Document extract:
• • • • • • •
That is why Target Terms & Conditions matter. The company now spells out what happens when an approved AI agent signs in, modifies a cart, places an order, or starts a return. Once that activity is treated as customer-authorized, the CX problem changes. It moves from discovery quality to consent, review, reversal, and recovery.
A lot of teams are still focused on prompts and product pages. The harder work sits downstream in permissions, order review, returns logic, and dispute handling.
That is the operating signal here. AI can reduce effort at the front of the journey while increasing the cost of mistakes at the back.
OPERATOR PLAYBOOK
Pressure-test delegated checkout before it scales
Start with one workflow: AI-assisted cart creation through order confirmation.
Audit every delegated shopping flow for four things:
Clear approval before any order is placed
A visible summary of item, price, seller, and delivery terms
Easy edit and cancel paths before fulfillment locks
Fast recovery when the AI gets the intent wrong
Then test whether support can see the full chain: what the customer asked for, what the AI changed, and what was finally approved.
Ask your team: If a customer says, “the bot bought the wrong thing,” can we prove intent and fix it in one contact?
Signal: In delegated commerce, reversibility is part of conversion.
📈 Market Reality Check
AI can narrow the list. Trust still closes the sale.
ChannelEngine’s 2026 research makes the gap obvious. AI already influences shopping behavior, but checkout still runs on trust signals. 58% of shoppers have used AI to research products. 37% have started a purchase journey through an AI assistant. Only 17% are comfortable buying directly through AI.
The implication is not subtle. AI may drive more shoppers into the funnel, but it will not rescue weak product data, muddy seller clarity, fragile fulfillment, or painful returns. Teams that treat AI as a shiny new acquisition surface without fixing those basics will create more doubt and more service demand.
• • • • • • •
Directions:
a - Reproduce the passage on AI shopping agents starting with "That is the" and going on through "was finally approved.", but swap "delegated" for "automated" wherever it occurs.
b - Extend the passage on AI shopping agents, picking up right after its final sentence.
These rows have no connection to the passage on AI shopping agents.

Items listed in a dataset
• • • • • • •
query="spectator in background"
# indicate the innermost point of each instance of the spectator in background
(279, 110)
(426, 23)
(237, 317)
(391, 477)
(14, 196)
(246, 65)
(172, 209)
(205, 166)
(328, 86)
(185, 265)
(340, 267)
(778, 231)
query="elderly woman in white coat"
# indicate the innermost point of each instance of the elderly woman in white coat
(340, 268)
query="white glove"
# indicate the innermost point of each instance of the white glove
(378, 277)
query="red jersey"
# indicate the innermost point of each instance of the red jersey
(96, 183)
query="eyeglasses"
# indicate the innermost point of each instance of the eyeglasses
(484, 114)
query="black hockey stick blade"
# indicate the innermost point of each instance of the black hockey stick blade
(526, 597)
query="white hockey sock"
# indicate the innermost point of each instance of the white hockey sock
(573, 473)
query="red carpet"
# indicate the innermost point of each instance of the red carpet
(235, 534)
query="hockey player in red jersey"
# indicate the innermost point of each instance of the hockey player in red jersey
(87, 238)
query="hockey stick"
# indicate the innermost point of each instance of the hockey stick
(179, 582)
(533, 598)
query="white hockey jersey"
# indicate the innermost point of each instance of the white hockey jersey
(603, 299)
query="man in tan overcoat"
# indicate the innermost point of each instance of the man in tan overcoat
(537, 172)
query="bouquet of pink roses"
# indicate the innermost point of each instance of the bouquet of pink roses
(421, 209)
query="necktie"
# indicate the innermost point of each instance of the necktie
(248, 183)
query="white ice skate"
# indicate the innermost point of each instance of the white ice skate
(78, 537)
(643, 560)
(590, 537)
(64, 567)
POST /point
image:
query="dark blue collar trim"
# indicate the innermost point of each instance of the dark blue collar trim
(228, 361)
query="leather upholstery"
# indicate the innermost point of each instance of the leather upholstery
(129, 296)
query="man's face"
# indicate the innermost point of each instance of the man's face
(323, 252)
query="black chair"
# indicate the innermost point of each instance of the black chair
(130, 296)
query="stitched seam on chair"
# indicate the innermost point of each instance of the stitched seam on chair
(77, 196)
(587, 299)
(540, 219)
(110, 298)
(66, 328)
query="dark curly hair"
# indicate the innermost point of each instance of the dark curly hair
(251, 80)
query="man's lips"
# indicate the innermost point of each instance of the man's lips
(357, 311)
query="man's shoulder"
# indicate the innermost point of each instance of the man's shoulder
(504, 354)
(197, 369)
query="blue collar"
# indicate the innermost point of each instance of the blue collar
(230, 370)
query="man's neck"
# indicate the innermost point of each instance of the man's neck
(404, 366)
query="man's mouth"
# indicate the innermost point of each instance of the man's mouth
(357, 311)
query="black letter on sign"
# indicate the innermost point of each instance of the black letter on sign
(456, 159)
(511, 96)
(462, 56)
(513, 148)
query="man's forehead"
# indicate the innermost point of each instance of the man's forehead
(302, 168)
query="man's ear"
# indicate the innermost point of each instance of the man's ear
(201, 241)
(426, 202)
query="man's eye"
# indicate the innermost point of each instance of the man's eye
• • • • • • •
Responses per task:
a -
That is the operating signal here. AI can reduce effort at the front of the journey while increasing the cost of mistakes at the back.
OPERATOR PLAYBOOK
Pressure-test automated checkout before it scales
Start with one workflow: AI-assisted cart creation through order confirmation.
Audit every automated shopping flow for four things:
Clear approval before any order is placed
A visible summary of item, price, seller, and delivery terms
Easy edit and cancel paths before fulfillment locks
Fast recovery when the AI gets the intent wrong
Then test whether support can see the full chain: what the customer asked for, what the AI changed, and what was finally approved.

b -
AI discovery + weak trust signals = higher assisted service cost
🧰 Tool Worth Knowing
Fullstory StoryAI
What it does: Fullstory StoryAI uses behavioral data to generate session summaries, surface opportunities such as funnel drop-offs and spiking issues, and answer questions inside dashboards, segments, and session replay. Fullstory says StoryAI Premium adds proactive opportunities and Ask StoryAI. The system is powered by Google Gemini and can be opted out by admins.
CX use case: Use it to spot the friction that matters before AI shopping amplifies it. If shoppers hit confusing product pages, seller ambiguity, or broken handoffs, this kind of tool can find the pattern faster than manual replay review.
Worth watching because: The value is speed. Not because summaries are exciting. Because faster prioritization matters when small bits of friction start creating returns, contacts, and abandoned baskets.
Bottom line: Good fit for teams that need faster visibility into digital friction. No public performance metrics shared, so treat the upside as workflow compression until proven in your environment.
⚡ 90-Second CX Radar
Mastercard expands live agentic payments across Latin America
Mastercard says live end-to-end agentic payment transactions were completed across the region with full cardholder consent, using Agent Pay, agentic tokens, passkeys, and a trust layer it calls Verifiable Intent. Payments infrastructure is preparing for agents quickly. Most CX models are not.
OpenAI just made shopping in ChatGPT richer and more visual
OpenAI’s latest shopping update improves browse, compare, and refine behavior inside ChatGPT. That puts pressure on brands to make product data machine-readable and customer-trustworthy. Those are not the same thing, and most teams are weak at both.
🧭 Your Move
Pick one high-intent consumer journey this week and review it as if AI, not the customer, is driving. Where does consent happen? Where can the order be reviewed? Where can it be stopped? Where does support recover the mistake?
That exercise will tell you fast whether the journey is actually ready for delegated commerce, or just dressed for it.
Convenience loses its charm when the return starts.